Requirement: Reproduce every entry exactly as shown.

Data rows:
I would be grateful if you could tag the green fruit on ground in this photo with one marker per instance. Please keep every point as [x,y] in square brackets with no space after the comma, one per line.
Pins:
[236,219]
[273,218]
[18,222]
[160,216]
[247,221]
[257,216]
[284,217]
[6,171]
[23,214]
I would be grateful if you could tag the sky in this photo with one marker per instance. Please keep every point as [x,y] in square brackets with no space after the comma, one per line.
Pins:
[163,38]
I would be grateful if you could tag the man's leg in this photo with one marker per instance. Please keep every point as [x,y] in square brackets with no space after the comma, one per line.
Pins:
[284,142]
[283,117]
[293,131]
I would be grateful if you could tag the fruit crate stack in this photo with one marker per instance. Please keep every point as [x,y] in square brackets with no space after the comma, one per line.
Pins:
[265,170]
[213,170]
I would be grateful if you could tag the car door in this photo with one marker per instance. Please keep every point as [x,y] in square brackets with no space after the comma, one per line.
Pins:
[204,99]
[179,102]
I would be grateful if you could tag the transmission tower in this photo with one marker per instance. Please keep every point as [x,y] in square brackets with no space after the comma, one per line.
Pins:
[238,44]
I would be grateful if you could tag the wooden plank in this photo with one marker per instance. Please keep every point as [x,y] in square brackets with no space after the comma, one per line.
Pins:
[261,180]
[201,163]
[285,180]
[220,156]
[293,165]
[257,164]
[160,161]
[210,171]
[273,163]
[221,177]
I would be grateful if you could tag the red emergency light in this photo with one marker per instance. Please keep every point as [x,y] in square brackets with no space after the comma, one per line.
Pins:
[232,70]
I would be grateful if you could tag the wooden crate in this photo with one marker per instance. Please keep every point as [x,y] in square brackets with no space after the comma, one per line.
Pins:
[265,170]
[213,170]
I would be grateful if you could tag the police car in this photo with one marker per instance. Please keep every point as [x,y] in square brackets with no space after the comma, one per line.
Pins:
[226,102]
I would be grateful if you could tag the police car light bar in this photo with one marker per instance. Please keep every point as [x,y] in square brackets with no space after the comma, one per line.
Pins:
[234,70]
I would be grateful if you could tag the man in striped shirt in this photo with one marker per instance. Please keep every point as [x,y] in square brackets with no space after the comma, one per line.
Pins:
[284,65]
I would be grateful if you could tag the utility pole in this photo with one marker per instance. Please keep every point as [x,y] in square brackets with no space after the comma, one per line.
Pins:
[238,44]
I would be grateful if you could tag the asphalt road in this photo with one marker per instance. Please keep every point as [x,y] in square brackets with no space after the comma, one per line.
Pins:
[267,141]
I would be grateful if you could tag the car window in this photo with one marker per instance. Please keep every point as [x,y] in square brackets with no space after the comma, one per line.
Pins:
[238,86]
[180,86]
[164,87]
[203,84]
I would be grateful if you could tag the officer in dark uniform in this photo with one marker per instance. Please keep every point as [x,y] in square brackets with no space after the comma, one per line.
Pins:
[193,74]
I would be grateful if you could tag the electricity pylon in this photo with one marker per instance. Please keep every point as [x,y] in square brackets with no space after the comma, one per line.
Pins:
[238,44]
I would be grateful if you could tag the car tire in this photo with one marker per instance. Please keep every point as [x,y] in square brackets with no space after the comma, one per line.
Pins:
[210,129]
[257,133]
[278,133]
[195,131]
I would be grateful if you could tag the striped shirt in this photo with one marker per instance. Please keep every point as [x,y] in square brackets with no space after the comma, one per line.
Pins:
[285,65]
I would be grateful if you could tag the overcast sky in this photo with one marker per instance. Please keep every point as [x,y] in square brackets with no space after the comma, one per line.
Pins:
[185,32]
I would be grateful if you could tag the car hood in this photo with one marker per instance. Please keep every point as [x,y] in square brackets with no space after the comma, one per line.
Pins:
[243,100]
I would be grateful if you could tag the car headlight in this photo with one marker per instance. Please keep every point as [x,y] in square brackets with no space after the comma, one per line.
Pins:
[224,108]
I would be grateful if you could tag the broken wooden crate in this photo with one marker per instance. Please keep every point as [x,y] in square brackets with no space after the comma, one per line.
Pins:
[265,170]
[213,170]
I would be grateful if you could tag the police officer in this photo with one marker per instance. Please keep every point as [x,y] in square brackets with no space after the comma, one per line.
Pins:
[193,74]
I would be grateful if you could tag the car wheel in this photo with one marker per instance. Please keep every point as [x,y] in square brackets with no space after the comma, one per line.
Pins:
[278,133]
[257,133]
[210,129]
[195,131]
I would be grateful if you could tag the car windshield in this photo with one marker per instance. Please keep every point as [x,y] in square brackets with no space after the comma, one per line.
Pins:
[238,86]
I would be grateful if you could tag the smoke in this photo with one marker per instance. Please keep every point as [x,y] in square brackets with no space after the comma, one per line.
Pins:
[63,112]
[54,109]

Solved exercise:
I would be grateful if you could tag the green fruit on ground in this photo with one marker per instance. Please keep every point as [x,y] in square brackets with no space after the comma, one per line.
Pins:
[236,219]
[273,218]
[18,222]
[160,216]
[247,221]
[257,216]
[284,217]
[6,171]
[23,214]
I would be grateful if you could tag the sky in this photo with one marker per instance. Please keep every point as [x,y] in square brackets with no space after the comma, one per line.
Pins:
[163,38]
I would be grateful if you could tag the man's leg in this photo with one marker per instance. Please keep every point as [x,y] in square brackets with no space after the comma, one per line.
Pins:
[284,142]
[283,117]
[293,131]
I would be grateful if you could tag the fruit crate stack in this photo with one marker per instance. Please keep every point as [x,y] in square brackets with no space after the comma, one per line.
Pins:
[265,170]
[213,170]
I would be grateful if you could tag the car door in this photo with one marker per instance. Please keep every point as [x,y] in square brackets with no space after the comma, one per line.
Pins:
[204,99]
[179,102]
I would be grateful if you could tag the transmission tower in this photo with one marker per instance. Please keep every point as [x,y] in square brackets with no space after the comma, one per line.
Pins:
[238,44]
I would be grateful if you could tag the wooden plank in this photo with one marker per instance. Please keep every point as [x,y] in square brackets with no space after the comma, one per line.
Pins:
[261,180]
[201,163]
[285,180]
[220,156]
[293,165]
[257,164]
[160,161]
[210,171]
[273,163]
[221,177]
I would be grateful if you could tag the red emergency light in this photo with one marker per instance. Please keep every point as [x,y] in square brackets with no space after the comma, one per line.
Pins:
[232,70]
I would be grateful if you could tag the wooden crate in this photo with one marker per instance. Please keep every point as [x,y] in square brackets with no space after the comma, one per line.
Pins:
[265,170]
[213,170]
I would be grateful if you could tag the police car in this photo with one marker per instance. Please keep every point as [x,y] in square brackets with no space after the comma, one per line.
Pins:
[226,102]
I would be grateful if you could tag the police car light bar in this photo with one marker per instance. Please keep every point as [x,y] in square brackets with no space after the comma, one per line.
Pins:
[234,70]
I would be grateful if you could tag the man in striped shirt in this photo with one marker per instance. Please keep every point as [x,y] in square brackets with no space after the comma, one per line.
Pins:
[284,65]
I would be grateful if you could tag the utility pole in this photo with one marker per instance. Please keep every point as [x,y] in square brackets with no space after the comma, one per line.
Pins:
[238,44]
I would be grateful if you could tag the asphalt road in this photo with one marker per instance. Please keep every point as [x,y] in square brackets with no space after the comma, one per line.
Pins:
[267,141]
I would be grateful if you could tag the car window in this photo with one marker per instance. Please keep every point as [x,y] in square brackets with no space after the comma, one per line.
Pins:
[238,86]
[180,86]
[164,87]
[203,84]
I would be grateful if you could tag the officer in dark uniform in this photo with one marker per instance. Please keep every point as [x,y] in square brackets with no space after the comma, one per line.
Pins:
[193,74]
I would be grateful if you could tag the electricity pylon in this photo with one marker per instance. Please keep every point as [x,y] in square brackets with no space after the comma, one per line.
Pins:
[238,44]
I would be grateful if you could tag the car tire in this photo with one marker per instance. Please keep every point as [x,y] in square brackets with no space after the comma, one per line.
Pins:
[210,129]
[257,133]
[278,133]
[195,131]
I would be grateful if you could tag the striped shirt in this photo with one marker per instance. Please keep every point as [x,y] in square brackets with no space after the comma, one per line.
Pins:
[285,65]
I would be grateful if you could tag the overcast sky in this photo with one marker per instance. Please keep every point as [x,y] in square brackets with no space after the comma, one per line.
Pins:
[185,32]
I would be grateful if you could tag the car hood in this photo with one marker per instance. Please keep every point as [x,y] in square brackets with no space after the comma, one per line.
Pins:
[243,100]
I would be grateful if you could tag the car headlight in this photo with one marker per instance. Please keep every point as [x,y] in square brackets with no space after the comma, one per line.
Pins:
[224,108]
I would be grateful if you could tag the broken wooden crate in this photo with one marker per instance. Please keep every point as [x,y] in square brackets with no space after the comma, one per line.
Pins:
[265,170]
[213,170]
I would be grateful if you could tag the police officer in this photo with one marker per instance. Please keep every point as [x,y] in square brackets with no space after the comma, one per line.
Pins:
[193,74]
I would be grateful if you could tag the car wheel in this photo with one marker per instance. Please keep every point as [x,y] in square brackets with no space after the comma, one per line.
Pins:
[278,133]
[257,133]
[210,129]
[195,131]
I would be grateful if you could tag the car windshield in this photo with one marker per instance. Please keep every point as [x,y] in square brackets with no space after the comma, one per line.
Pins:
[238,86]
I would be grateful if you could tag the smoke in this photo with one marker per instance. Please keep every point as [x,y] in square brackets with no space after the comma, one per line.
Pins:
[63,112]
[54,109]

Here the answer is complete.